● **PROVIDED TEXT**
....

That damned frozen image remains UNLESS you select another channel or jump to the other buffered channel. When I first saw this behavior I thought it was a glitch and filed a trouble ticket. I got an email from Moxi's unusually attentive tech support that that's the way the program is written, to which I replied that that's OK, but the frozen frame really doesn't present Moxi at its best.

Still it's Moxi's DVR; I've learned from electronics companies, including TiVo, that you 'take it the way they make it or just forsake it!'


----------



## bkdtv (Jan 9, 2003)

fallingwater said:


> It depends; after all there are 3 tuners, 2 digital, 1 analog, to record from at the same time. Seems like a more theoretical than practical objection, IMHO.


FiOS has no analog channels, and a growing number of Comcast systems only offer the local and public interest channels in analog. That's the direction cable is heading.

During the spring and fall television seasons, I see several overlaps per month in the 1-3 minute range. I'm not one who does DVR maintenance -- I just turn on the TV and expect my shows to be there without any effort -- so those are shows I would miss on the Moxi.

If Moxi is able to update their software to use the QAM capability on the external Hauppauge USB tuner, and provide seamless network scheduling across local HD channels on CableCard and ClearQAM, then that would be a significant improvement.

....

● **WORK INSTRUCTIONS**
1. From the Moxi DVR thread, extract the passage that begins at the words "## bkdtv (Jan" and stops after the words "cable is heading.".
2. Translate this sentence from the Moxi DVR thread into Spanish: "FiOS has no analog channels, and a growing number of Comcast systems only offer the local and public interest channels in analog."

....

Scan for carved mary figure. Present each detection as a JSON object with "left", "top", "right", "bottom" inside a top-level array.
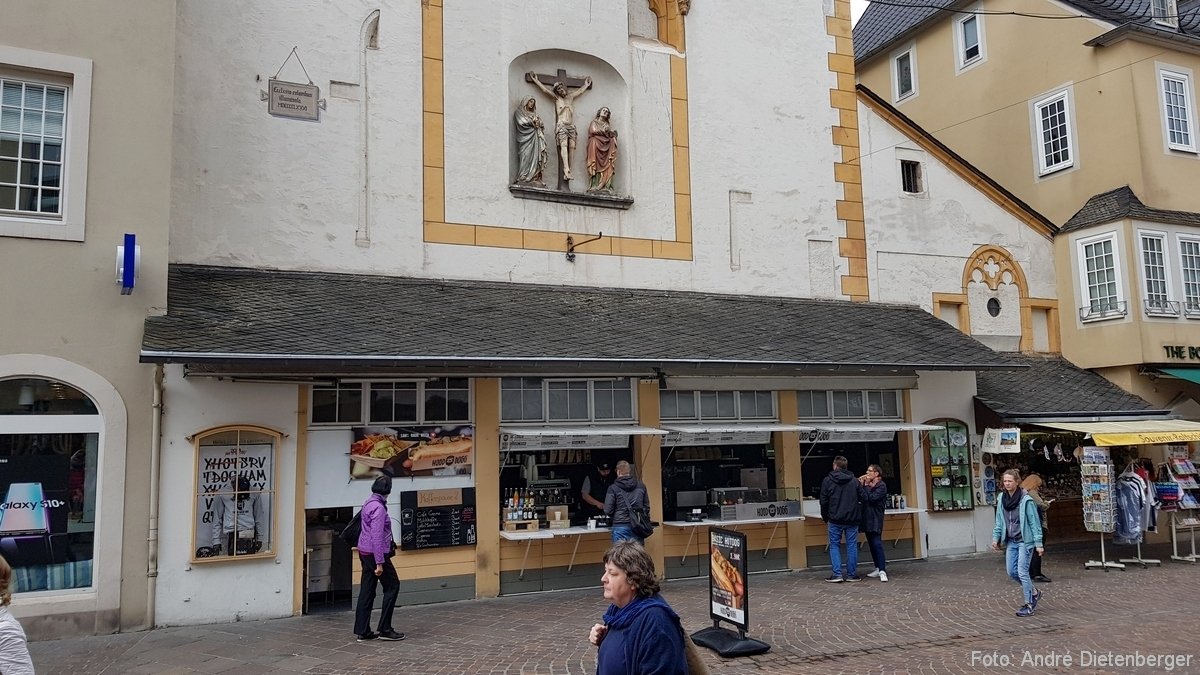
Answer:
[
  {"left": 588, "top": 107, "right": 617, "bottom": 192},
  {"left": 512, "top": 96, "right": 546, "bottom": 187}
]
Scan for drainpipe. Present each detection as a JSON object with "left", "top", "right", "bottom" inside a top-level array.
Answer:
[{"left": 146, "top": 364, "right": 163, "bottom": 628}]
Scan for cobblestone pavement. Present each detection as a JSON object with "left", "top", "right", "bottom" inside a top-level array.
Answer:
[{"left": 23, "top": 545, "right": 1200, "bottom": 675}]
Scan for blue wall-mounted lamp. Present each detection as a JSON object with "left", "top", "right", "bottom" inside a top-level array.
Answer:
[{"left": 116, "top": 233, "right": 142, "bottom": 295}]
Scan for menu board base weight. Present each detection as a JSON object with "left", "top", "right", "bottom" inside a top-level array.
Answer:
[{"left": 691, "top": 626, "right": 770, "bottom": 658}]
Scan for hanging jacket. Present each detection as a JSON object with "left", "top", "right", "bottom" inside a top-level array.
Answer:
[{"left": 1112, "top": 471, "right": 1146, "bottom": 544}]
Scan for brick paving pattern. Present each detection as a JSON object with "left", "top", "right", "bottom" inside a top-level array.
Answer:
[{"left": 31, "top": 545, "right": 1200, "bottom": 675}]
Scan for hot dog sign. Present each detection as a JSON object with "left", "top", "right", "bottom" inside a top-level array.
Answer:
[{"left": 708, "top": 527, "right": 749, "bottom": 631}]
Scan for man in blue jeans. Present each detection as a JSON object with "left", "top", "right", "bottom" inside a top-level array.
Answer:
[{"left": 821, "top": 455, "right": 866, "bottom": 584}]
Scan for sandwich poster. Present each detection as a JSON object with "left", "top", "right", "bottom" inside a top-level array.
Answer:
[
  {"left": 350, "top": 425, "right": 475, "bottom": 479},
  {"left": 708, "top": 527, "right": 750, "bottom": 631}
]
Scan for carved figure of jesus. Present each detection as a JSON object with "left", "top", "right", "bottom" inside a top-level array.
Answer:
[{"left": 528, "top": 72, "right": 592, "bottom": 181}]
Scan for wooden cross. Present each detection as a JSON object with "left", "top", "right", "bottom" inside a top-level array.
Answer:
[{"left": 526, "top": 68, "right": 587, "bottom": 89}]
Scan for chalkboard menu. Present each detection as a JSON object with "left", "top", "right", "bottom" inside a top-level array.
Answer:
[{"left": 400, "top": 488, "right": 475, "bottom": 551}]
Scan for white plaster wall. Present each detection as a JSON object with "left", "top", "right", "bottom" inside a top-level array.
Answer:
[
  {"left": 858, "top": 98, "right": 1056, "bottom": 314},
  {"left": 910, "top": 371, "right": 991, "bottom": 557},
  {"left": 170, "top": 0, "right": 847, "bottom": 295},
  {"left": 156, "top": 366, "right": 296, "bottom": 626}
]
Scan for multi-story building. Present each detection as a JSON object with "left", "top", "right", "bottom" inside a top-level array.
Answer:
[
  {"left": 854, "top": 0, "right": 1200, "bottom": 418},
  {"left": 0, "top": 0, "right": 175, "bottom": 639}
]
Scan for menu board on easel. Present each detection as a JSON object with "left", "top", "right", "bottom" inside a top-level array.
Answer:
[
  {"left": 1079, "top": 448, "right": 1115, "bottom": 532},
  {"left": 400, "top": 488, "right": 476, "bottom": 551}
]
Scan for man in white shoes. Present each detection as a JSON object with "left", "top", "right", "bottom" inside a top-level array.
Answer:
[{"left": 858, "top": 464, "right": 888, "bottom": 583}]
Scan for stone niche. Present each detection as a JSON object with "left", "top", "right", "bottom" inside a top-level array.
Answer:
[{"left": 508, "top": 49, "right": 635, "bottom": 209}]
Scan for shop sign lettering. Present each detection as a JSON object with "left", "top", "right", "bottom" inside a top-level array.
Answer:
[{"left": 1163, "top": 345, "right": 1200, "bottom": 360}]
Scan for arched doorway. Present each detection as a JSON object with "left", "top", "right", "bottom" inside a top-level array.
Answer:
[{"left": 0, "top": 377, "right": 103, "bottom": 592}]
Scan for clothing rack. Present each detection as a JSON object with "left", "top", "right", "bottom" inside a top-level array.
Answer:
[{"left": 1121, "top": 460, "right": 1163, "bottom": 569}]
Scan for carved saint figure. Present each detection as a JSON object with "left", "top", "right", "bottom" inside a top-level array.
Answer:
[
  {"left": 512, "top": 96, "right": 546, "bottom": 187},
  {"left": 529, "top": 72, "right": 592, "bottom": 181},
  {"left": 588, "top": 107, "right": 617, "bottom": 192}
]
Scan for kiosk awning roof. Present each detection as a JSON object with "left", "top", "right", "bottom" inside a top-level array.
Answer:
[
  {"left": 812, "top": 422, "right": 946, "bottom": 431},
  {"left": 1038, "top": 419, "right": 1200, "bottom": 446},
  {"left": 500, "top": 424, "right": 667, "bottom": 436},
  {"left": 662, "top": 422, "right": 816, "bottom": 434},
  {"left": 142, "top": 264, "right": 1026, "bottom": 369},
  {"left": 976, "top": 354, "right": 1170, "bottom": 426}
]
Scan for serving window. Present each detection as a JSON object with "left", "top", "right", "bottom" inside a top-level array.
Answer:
[
  {"left": 192, "top": 426, "right": 282, "bottom": 562},
  {"left": 500, "top": 377, "right": 634, "bottom": 422},
  {"left": 310, "top": 377, "right": 470, "bottom": 426}
]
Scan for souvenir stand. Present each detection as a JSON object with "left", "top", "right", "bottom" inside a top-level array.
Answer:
[
  {"left": 1079, "top": 448, "right": 1124, "bottom": 572},
  {"left": 1154, "top": 447, "right": 1200, "bottom": 562}
]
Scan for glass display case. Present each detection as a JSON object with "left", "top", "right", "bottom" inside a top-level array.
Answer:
[
  {"left": 708, "top": 488, "right": 800, "bottom": 520},
  {"left": 924, "top": 419, "right": 974, "bottom": 512}
]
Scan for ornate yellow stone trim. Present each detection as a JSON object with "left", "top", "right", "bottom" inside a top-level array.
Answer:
[
  {"left": 421, "top": 0, "right": 692, "bottom": 261},
  {"left": 826, "top": 0, "right": 871, "bottom": 301}
]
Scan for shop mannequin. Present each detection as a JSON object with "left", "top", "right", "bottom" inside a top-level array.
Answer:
[{"left": 212, "top": 476, "right": 266, "bottom": 555}]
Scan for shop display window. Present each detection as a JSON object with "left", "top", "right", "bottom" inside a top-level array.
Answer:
[
  {"left": 924, "top": 419, "right": 974, "bottom": 512},
  {"left": 797, "top": 389, "right": 904, "bottom": 422},
  {"left": 500, "top": 377, "right": 634, "bottom": 422},
  {"left": 0, "top": 378, "right": 102, "bottom": 593},
  {"left": 311, "top": 377, "right": 470, "bottom": 426},
  {"left": 659, "top": 389, "right": 775, "bottom": 422},
  {"left": 192, "top": 426, "right": 282, "bottom": 562}
]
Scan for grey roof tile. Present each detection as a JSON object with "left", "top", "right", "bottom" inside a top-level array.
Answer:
[
  {"left": 142, "top": 264, "right": 1024, "bottom": 370},
  {"left": 1058, "top": 185, "right": 1200, "bottom": 232},
  {"left": 976, "top": 354, "right": 1165, "bottom": 419},
  {"left": 853, "top": 0, "right": 1200, "bottom": 62}
]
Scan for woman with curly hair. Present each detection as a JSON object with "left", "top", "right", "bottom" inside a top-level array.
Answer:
[
  {"left": 0, "top": 556, "right": 34, "bottom": 675},
  {"left": 588, "top": 540, "right": 688, "bottom": 675}
]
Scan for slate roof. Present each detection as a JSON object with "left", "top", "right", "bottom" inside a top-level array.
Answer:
[
  {"left": 142, "top": 264, "right": 1024, "bottom": 374},
  {"left": 1060, "top": 185, "right": 1200, "bottom": 232},
  {"left": 976, "top": 354, "right": 1169, "bottom": 422},
  {"left": 854, "top": 0, "right": 1200, "bottom": 62}
]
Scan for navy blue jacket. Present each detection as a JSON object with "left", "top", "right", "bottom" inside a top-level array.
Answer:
[
  {"left": 596, "top": 595, "right": 688, "bottom": 675},
  {"left": 821, "top": 468, "right": 866, "bottom": 527},
  {"left": 858, "top": 480, "right": 888, "bottom": 532}
]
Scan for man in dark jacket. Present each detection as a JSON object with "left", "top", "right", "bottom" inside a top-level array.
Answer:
[
  {"left": 604, "top": 460, "right": 650, "bottom": 544},
  {"left": 821, "top": 455, "right": 866, "bottom": 584}
]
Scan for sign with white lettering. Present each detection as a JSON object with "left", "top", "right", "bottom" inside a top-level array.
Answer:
[{"left": 266, "top": 78, "right": 320, "bottom": 121}]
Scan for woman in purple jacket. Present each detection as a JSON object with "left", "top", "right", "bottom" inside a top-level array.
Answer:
[{"left": 354, "top": 476, "right": 404, "bottom": 643}]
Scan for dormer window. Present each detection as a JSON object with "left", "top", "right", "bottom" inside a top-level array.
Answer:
[{"left": 1150, "top": 0, "right": 1180, "bottom": 28}]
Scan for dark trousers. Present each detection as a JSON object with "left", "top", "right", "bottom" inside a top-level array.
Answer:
[
  {"left": 354, "top": 555, "right": 400, "bottom": 635},
  {"left": 864, "top": 532, "right": 888, "bottom": 572}
]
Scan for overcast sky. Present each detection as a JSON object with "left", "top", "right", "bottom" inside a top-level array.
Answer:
[{"left": 850, "top": 0, "right": 866, "bottom": 25}]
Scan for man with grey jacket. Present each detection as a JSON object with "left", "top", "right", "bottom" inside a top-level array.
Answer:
[{"left": 604, "top": 460, "right": 650, "bottom": 545}]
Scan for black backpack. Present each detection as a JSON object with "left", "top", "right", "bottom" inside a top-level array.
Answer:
[
  {"left": 622, "top": 487, "right": 654, "bottom": 539},
  {"left": 337, "top": 510, "right": 362, "bottom": 549}
]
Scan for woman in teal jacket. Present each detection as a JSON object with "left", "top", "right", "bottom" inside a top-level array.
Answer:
[{"left": 991, "top": 468, "right": 1045, "bottom": 616}]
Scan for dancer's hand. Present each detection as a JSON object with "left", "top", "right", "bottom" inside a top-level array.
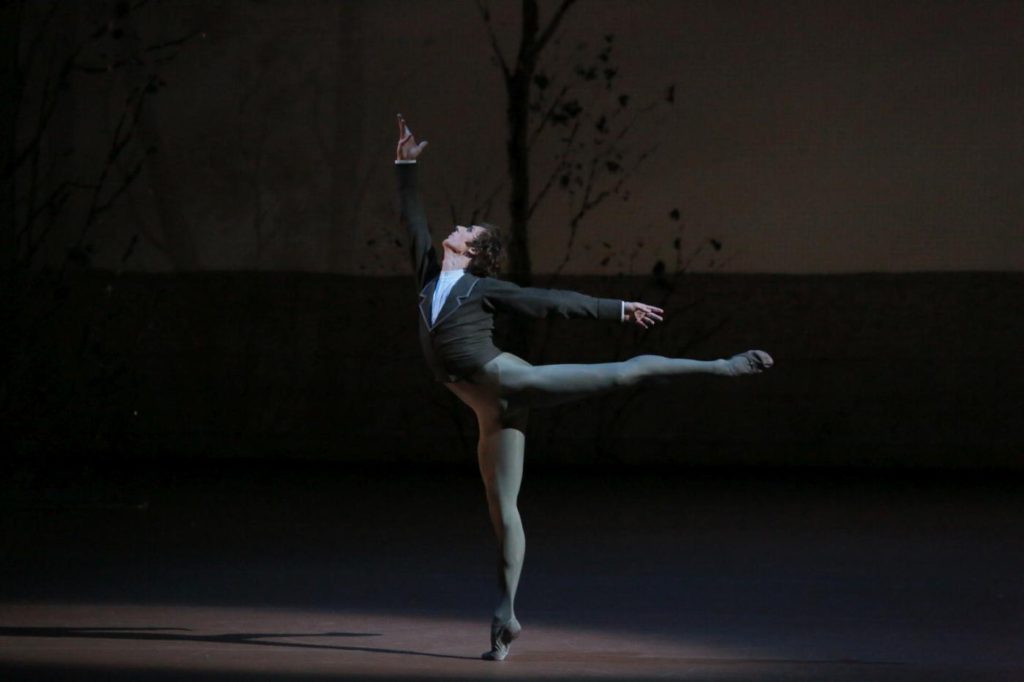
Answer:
[
  {"left": 394, "top": 114, "right": 429, "bottom": 161},
  {"left": 625, "top": 301, "right": 665, "bottom": 329}
]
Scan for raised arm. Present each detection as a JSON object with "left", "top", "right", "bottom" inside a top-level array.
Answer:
[{"left": 394, "top": 114, "right": 441, "bottom": 289}]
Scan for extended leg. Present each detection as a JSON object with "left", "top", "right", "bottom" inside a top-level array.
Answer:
[{"left": 484, "top": 350, "right": 772, "bottom": 408}]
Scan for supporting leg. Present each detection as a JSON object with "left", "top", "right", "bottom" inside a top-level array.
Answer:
[{"left": 477, "top": 416, "right": 526, "bottom": 660}]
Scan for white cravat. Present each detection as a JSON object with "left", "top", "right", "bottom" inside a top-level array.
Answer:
[{"left": 430, "top": 270, "right": 466, "bottom": 325}]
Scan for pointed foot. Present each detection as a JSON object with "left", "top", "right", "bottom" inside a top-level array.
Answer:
[{"left": 480, "top": 617, "right": 522, "bottom": 660}]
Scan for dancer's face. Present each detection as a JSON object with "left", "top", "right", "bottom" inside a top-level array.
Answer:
[{"left": 442, "top": 225, "right": 487, "bottom": 256}]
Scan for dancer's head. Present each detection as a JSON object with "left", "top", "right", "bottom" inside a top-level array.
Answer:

....

● **SOLVED PROBLEMS**
1.
## bkdtv (Jan 9, 2003)

fallingwater said:


> It depends; after all there are 3 tuners, 2 digital, 1 analog, to record from at the same time. Seems like a more theoretical than practical objection, IMHO.


FiOS has no analog channels, and a growing number of Comcast systems only offer the local and public interest channels in analog. That's the direction cable is heading.

2. FiOS no tiene canales analógicos, y un número creciente de sistemas de Comcast solo ofrece en analógico los canales locales y los de interés público.